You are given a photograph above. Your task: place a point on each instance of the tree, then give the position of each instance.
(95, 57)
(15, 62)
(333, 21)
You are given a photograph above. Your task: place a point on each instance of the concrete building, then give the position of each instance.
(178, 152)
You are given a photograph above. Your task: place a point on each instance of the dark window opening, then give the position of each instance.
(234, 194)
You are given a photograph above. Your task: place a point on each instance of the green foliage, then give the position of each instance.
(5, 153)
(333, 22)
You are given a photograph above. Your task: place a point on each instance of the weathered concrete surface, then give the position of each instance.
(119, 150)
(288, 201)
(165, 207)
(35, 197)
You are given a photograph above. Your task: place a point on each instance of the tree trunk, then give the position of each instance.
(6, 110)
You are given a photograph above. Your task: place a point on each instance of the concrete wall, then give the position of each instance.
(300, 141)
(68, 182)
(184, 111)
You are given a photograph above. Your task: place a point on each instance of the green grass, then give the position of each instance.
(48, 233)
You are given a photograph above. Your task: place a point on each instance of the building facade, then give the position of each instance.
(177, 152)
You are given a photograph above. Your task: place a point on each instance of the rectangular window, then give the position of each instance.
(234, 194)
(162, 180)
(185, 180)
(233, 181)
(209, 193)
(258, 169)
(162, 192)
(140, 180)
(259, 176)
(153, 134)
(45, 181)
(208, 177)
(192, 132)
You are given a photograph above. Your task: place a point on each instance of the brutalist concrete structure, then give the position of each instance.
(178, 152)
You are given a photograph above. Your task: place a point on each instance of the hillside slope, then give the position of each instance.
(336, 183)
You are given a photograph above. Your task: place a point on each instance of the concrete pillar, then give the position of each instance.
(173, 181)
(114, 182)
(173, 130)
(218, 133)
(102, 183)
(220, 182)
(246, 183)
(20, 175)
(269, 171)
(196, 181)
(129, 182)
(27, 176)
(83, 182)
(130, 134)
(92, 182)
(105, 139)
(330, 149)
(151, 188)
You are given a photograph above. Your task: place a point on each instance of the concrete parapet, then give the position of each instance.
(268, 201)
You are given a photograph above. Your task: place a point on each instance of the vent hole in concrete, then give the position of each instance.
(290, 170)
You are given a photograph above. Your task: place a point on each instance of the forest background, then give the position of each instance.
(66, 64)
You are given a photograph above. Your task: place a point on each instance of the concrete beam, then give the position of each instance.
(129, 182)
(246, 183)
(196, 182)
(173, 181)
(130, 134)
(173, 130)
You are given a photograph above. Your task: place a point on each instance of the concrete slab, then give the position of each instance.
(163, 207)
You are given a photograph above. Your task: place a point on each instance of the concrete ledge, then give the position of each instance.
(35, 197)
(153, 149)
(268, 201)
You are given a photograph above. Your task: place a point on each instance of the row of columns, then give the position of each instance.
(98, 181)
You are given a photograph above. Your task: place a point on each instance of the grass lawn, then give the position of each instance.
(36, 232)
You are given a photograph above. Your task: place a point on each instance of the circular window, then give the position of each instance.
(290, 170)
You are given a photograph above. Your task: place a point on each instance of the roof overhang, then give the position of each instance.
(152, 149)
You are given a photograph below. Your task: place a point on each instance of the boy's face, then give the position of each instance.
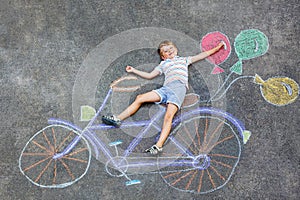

========================================================================

• [Required task]
From the items above, pick out every line that contains the word "concrete" and copy each one in full.

• [Exercise answer]
You are given a photograph above. Your task: place a point on each instance of the concrete building, then give the position of each instance.
You are given a photograph above. Your task: place a point on each instance of the weathered concrete surface, then give the position of each instance.
You are given a photograph above. Your task: place a point on each instance of the concrete wall, then give the position of each instance.
You are given a photograph above. Your task: place a point on each instance of the brutalist concrete structure, then give the position of each instance.
You are given a photograph above. Your task: place a point on each instance of the concrete pillar, then give the position of each instance.
You are given a photograph above. Your task: place a point on each instance of the concrete parapet, then give the position of each instance.
You are given a photograph above. Your task: place a point on each instance of the vent hole in concrete, then give the position of each instance.
You are given a photograph above. Your task: place a point on each instance of the concrete beam, then give the position of each instance.
You are given a photograph above. Your task: place a point on each instance of the concrete slab, then give the position of each instance.
You are given a photograph above. Your task: place a point on each instance of the concrete ledge, then give the position of each instance.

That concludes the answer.